REQUIRED WORK
Write the records out again, precisely as they stand.

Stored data
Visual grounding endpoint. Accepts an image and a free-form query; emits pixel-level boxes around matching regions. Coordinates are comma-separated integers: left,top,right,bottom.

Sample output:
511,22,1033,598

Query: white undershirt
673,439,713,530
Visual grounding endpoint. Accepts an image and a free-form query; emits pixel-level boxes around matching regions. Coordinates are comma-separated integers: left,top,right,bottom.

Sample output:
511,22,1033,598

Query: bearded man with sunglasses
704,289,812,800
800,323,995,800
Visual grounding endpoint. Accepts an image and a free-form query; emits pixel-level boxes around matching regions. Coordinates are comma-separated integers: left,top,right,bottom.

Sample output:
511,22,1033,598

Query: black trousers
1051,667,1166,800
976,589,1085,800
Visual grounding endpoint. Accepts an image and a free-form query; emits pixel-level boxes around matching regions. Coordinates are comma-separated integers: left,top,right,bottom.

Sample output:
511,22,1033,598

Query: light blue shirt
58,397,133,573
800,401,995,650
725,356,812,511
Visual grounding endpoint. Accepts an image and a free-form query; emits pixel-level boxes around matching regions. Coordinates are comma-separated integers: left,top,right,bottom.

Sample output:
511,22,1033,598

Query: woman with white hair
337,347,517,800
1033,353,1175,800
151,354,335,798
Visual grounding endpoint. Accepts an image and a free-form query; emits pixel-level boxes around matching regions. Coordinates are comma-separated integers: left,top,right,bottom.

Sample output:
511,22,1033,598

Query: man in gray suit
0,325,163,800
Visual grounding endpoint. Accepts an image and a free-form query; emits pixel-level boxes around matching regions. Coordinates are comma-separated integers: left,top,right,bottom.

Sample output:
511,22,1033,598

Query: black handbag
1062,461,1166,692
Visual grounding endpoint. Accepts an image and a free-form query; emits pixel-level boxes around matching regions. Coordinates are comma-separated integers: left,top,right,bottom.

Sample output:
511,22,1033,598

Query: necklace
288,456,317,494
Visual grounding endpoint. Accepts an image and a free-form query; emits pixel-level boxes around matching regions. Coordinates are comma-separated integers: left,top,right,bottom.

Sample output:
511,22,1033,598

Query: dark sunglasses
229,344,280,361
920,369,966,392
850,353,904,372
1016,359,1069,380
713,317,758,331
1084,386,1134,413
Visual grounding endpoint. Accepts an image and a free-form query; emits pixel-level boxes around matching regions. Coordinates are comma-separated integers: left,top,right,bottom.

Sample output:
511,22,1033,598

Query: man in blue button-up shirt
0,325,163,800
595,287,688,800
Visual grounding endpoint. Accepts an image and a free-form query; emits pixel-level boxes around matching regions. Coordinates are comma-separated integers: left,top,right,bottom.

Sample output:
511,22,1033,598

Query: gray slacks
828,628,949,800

RESPONSE
Visual grounding endpoint. Accepts an image and a free-form query; emits pixel-level boxes around matching regions. Coordinates are comma-separated integers: left,top,right,bottom.

Sample output:
511,22,1033,598

Query: white undershirt
673,439,713,530
Visual grounding endpoint. Accepts an image and a free-form query; emits pixel-level boxes around matching regions. Coordinates are comma-separated integers: left,top,right,bottom.

Sample output:
511,22,1033,598

Query: bearded man with sunglasses
704,289,812,800
800,323,995,800
Visual grounding endpoint. Accepts an image and a free-form query; emits pixel-level boxes around matching regions. Coordinates are comma-separated integers: left,top,right,bottom.

Sample output:
511,22,1033,598

Query: black trousers
1051,667,1166,800
976,589,1085,800
Visual grounding endpoint. Accepts an image and a free-form query; emits pixel-level boxes around matching regions. Coordinates are comma-separated integers: left,top,right,bottom.

Sample output:
511,22,1033,598

Query: light blue shirt
58,397,133,573
800,401,995,650
725,356,812,511
Visual grounding endpoint. Accepts an image and a free-form query; emits pixel-level boxes around matching regions. Coordinates are comma-separated integers: left,top,right,bottom.

Sample output:
511,22,1033,598

Query: woman with white hair
337,347,517,800
1033,353,1175,800
151,354,335,798
Visual grounding endpoint. Accepts an image and a free-form query; emits pixel-level boxes around matching regions. Coordinates are comma-separated integers: left,top,right,bottom.

Sample output:
511,22,1033,598

Query: man in gray suit
0,325,163,800
Visual grounding endpoint. Accepts an image and a free-form query; emits pixel-level boxes around matching regions. Coordinates are comma-separated integers: left,top,right,bottom.

Sample output:
511,22,1033,598

Query: black handbag
1062,461,1166,692
Visual grounding endpoint. Accepts an image and a free-form query; emits pixel-level boxes around matching regions. Coordinates are comma-separated integers: left,top,right,bottom.

Sample output:
511,22,1033,598

Query: necklace
288,456,317,494
Visual grounding endpoint. Accepts an image and a free-form query; emits pixel-level boxes around matching regions. Coordinates are comma-separated integers: left,top,right,bottom.

Sample output:
511,22,1033,598

Query: dark sunglasses
229,344,280,361
920,369,966,392
850,353,904,372
1016,359,1069,380
713,317,758,331
1084,386,1134,413
Visual grounding endpoint. Accepts an image and a free-form query; emits pixel-level boxes around matching regions. Coordinates are comma-separated integers: left,top,right,bottom.

Sample output:
511,22,1033,598

Query: man in blue button-up shirt
0,325,163,800
595,287,688,800
Visual grounding endpoint. Accepts an image and a free-form query; emits pixel-level boxes around matching regions. Coordinates are comma-separated integers: left,top,right,bottom.

Sample output:
511,22,1033,598

Query: gray slacks
828,628,949,800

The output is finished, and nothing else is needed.